_AIM OF THE EXERCISE_.
Locate every line below that contains the word "concrete" and copy each one. Treat uppercase and lowercase letters as different.

_MATERIALS PROVIDED_.
_ _ _ _
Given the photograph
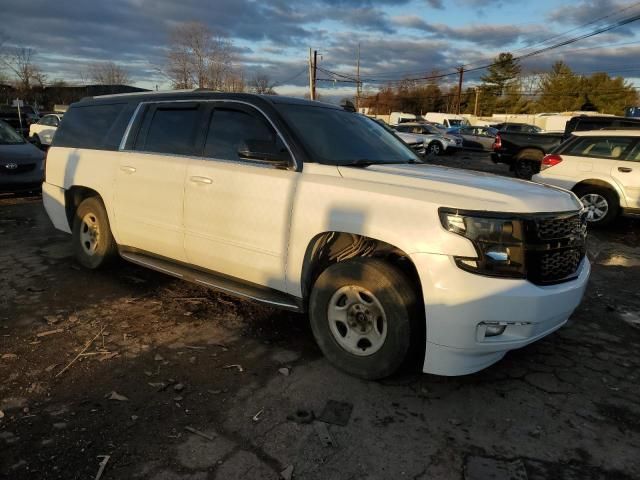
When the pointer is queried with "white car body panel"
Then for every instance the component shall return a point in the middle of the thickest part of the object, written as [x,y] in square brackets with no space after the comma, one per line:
[238,224]
[621,175]
[45,132]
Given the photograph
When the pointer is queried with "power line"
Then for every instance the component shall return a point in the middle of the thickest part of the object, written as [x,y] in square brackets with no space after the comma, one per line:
[598,31]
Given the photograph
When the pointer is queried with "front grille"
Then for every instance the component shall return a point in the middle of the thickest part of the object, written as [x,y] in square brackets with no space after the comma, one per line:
[555,246]
[22,168]
[560,264]
[554,228]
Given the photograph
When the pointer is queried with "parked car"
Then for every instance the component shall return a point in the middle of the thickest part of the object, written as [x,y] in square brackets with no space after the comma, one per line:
[523,152]
[19,120]
[602,168]
[447,119]
[517,127]
[21,164]
[43,130]
[308,207]
[435,141]
[475,138]
[415,142]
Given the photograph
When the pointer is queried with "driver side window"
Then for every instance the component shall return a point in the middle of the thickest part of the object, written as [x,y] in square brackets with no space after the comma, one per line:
[234,130]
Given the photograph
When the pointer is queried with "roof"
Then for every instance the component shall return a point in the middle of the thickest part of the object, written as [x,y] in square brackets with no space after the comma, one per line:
[201,94]
[627,132]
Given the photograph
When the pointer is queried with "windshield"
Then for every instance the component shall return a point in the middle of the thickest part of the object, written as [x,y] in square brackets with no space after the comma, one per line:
[337,137]
[8,136]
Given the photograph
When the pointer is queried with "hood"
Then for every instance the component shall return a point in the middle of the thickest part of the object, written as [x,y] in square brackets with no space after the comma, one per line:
[410,137]
[21,153]
[467,189]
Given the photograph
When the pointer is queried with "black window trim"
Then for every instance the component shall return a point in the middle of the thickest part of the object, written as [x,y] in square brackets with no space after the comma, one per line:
[125,146]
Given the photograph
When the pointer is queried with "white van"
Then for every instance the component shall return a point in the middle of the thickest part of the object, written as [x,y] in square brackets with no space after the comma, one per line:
[447,119]
[396,118]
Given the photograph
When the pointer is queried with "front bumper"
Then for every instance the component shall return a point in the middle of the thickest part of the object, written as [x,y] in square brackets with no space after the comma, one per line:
[458,304]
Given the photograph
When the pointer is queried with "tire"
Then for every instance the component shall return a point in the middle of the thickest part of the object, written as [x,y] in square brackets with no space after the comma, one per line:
[435,148]
[525,169]
[380,325]
[602,204]
[93,242]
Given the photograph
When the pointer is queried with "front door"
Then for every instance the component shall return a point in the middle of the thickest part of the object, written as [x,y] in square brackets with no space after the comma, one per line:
[237,211]
[626,172]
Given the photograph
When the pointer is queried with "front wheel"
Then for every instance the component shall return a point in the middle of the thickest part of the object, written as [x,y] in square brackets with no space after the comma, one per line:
[364,317]
[435,148]
[602,205]
[93,243]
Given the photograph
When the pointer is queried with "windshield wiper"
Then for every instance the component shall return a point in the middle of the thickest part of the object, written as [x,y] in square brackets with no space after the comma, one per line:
[364,162]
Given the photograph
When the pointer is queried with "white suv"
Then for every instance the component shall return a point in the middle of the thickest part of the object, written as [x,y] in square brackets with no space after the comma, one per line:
[43,131]
[602,167]
[309,207]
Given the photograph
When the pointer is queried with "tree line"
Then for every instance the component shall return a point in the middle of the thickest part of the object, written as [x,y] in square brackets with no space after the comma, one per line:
[505,89]
[195,57]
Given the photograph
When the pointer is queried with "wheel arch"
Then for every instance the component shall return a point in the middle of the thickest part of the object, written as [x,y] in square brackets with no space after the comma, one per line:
[74,196]
[330,247]
[598,183]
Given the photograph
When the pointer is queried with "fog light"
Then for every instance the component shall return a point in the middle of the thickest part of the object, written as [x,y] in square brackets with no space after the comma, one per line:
[494,330]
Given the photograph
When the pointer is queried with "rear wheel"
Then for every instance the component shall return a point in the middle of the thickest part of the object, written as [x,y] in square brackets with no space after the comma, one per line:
[435,148]
[363,317]
[602,204]
[94,245]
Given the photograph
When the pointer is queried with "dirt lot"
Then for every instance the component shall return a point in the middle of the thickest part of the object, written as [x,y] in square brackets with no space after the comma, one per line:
[177,382]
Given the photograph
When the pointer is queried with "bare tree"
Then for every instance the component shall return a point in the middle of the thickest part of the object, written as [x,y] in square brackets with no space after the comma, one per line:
[109,73]
[261,83]
[20,62]
[199,58]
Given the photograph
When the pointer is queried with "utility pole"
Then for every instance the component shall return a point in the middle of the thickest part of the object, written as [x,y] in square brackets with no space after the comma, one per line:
[310,75]
[358,84]
[461,73]
[475,108]
[315,72]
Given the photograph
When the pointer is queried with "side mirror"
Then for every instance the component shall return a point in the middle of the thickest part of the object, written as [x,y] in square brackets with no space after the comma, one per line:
[263,151]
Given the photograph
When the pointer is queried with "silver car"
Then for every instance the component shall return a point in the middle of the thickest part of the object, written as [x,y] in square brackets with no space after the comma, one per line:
[21,164]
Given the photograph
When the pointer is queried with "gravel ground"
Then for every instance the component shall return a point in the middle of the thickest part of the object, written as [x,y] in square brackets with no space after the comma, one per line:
[155,378]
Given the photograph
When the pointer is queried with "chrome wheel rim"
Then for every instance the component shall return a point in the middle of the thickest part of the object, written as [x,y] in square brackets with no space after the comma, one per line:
[596,205]
[89,233]
[357,320]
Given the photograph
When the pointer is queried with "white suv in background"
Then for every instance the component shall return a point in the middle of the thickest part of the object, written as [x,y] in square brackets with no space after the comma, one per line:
[602,167]
[43,131]
[309,207]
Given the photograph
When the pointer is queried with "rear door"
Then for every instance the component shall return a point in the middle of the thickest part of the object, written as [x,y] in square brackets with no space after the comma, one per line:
[237,212]
[150,181]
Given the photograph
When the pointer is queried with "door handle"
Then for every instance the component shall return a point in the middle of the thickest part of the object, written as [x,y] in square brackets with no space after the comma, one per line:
[205,180]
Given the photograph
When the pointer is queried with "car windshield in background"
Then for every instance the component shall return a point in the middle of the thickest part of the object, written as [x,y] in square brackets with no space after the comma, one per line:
[337,137]
[8,136]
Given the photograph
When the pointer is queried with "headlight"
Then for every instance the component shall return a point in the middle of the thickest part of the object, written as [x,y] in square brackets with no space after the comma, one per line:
[499,242]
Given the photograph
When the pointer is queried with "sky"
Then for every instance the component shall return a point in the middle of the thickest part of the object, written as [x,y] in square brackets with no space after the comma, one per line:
[397,38]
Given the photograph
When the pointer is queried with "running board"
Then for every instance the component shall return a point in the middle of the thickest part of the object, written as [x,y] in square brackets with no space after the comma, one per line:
[215,281]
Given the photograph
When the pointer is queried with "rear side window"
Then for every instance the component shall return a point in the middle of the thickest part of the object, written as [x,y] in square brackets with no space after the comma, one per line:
[601,147]
[171,129]
[88,126]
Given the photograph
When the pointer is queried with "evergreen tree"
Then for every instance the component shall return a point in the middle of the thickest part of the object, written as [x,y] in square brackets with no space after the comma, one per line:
[500,87]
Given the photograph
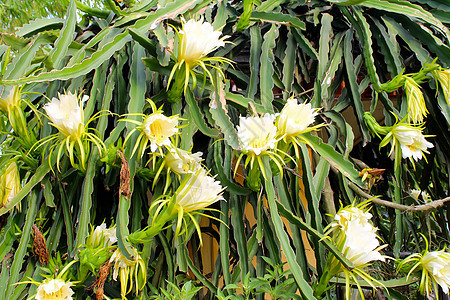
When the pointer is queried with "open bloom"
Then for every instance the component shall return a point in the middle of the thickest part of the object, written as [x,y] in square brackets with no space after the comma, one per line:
[350,214]
[52,289]
[66,114]
[417,109]
[183,162]
[10,184]
[356,236]
[295,118]
[158,128]
[411,140]
[133,270]
[197,191]
[12,99]
[257,134]
[437,264]
[197,39]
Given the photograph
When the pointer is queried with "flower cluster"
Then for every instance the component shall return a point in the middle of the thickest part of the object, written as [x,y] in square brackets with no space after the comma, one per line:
[66,114]
[196,40]
[156,129]
[51,289]
[407,138]
[356,236]
[260,135]
[434,267]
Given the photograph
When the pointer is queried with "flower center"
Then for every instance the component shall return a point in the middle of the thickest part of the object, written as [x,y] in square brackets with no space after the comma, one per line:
[156,129]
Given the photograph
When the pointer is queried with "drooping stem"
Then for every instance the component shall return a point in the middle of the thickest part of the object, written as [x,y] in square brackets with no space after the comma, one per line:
[398,199]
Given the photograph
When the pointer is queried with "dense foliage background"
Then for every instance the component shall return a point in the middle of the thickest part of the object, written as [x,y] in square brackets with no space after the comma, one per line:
[335,55]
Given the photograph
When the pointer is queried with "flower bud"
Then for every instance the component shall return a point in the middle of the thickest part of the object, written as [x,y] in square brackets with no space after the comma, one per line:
[10,184]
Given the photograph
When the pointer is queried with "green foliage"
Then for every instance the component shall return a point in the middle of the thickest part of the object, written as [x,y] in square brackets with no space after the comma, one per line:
[348,59]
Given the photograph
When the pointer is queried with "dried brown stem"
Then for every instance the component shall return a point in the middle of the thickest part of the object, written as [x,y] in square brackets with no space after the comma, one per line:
[411,208]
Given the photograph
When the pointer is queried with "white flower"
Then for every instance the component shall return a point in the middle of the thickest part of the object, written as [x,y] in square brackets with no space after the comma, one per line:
[351,214]
[360,243]
[54,289]
[197,39]
[437,263]
[183,162]
[197,191]
[103,237]
[158,128]
[66,114]
[257,134]
[295,118]
[412,141]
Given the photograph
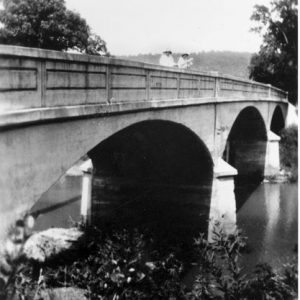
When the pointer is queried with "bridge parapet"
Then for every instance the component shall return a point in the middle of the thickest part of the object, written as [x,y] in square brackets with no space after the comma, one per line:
[35,78]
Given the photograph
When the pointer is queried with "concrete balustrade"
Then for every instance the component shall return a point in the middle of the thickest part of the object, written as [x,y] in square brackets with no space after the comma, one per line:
[56,107]
[35,78]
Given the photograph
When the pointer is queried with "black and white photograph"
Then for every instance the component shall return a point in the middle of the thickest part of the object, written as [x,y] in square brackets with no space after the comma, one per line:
[149,150]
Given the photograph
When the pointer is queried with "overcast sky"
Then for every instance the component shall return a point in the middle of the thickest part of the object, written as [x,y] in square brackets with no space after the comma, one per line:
[151,26]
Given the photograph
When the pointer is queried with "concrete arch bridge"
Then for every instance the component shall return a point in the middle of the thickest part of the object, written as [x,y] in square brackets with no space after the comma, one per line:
[143,123]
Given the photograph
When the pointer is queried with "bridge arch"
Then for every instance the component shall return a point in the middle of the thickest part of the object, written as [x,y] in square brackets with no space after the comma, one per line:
[156,173]
[277,121]
[246,151]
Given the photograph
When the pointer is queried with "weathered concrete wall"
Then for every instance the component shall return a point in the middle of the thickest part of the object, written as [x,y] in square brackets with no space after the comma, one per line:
[55,107]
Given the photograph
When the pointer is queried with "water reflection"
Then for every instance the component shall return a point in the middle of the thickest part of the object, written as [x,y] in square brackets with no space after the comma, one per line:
[172,212]
[269,220]
[268,217]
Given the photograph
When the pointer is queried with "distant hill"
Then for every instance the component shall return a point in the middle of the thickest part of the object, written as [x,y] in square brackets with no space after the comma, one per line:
[226,62]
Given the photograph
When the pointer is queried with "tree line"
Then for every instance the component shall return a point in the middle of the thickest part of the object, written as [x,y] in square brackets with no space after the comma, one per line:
[49,24]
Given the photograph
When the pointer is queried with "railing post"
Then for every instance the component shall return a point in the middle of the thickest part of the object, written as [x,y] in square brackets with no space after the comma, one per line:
[270,91]
[108,84]
[178,85]
[148,79]
[42,77]
[217,87]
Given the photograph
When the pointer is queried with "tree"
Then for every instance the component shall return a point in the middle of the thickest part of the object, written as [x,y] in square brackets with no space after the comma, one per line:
[277,62]
[47,24]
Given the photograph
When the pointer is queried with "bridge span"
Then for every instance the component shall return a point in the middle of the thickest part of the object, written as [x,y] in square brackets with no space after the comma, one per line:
[136,121]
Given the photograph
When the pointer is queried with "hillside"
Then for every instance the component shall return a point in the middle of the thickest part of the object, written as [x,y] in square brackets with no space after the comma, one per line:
[226,62]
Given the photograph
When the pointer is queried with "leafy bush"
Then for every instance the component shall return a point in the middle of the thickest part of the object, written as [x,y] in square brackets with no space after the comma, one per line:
[289,151]
[123,264]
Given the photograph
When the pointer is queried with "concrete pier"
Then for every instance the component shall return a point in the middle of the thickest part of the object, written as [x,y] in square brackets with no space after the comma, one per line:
[223,204]
[272,161]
_ _ _ _
_TASK OUTPUT_.
When the pointer is queried with "concrete balustrade"
When the pointer is queried with "concrete arch bridge"
When the pointer is queried with "weathered concrete wall"
When the pointer is queried with "concrete pier"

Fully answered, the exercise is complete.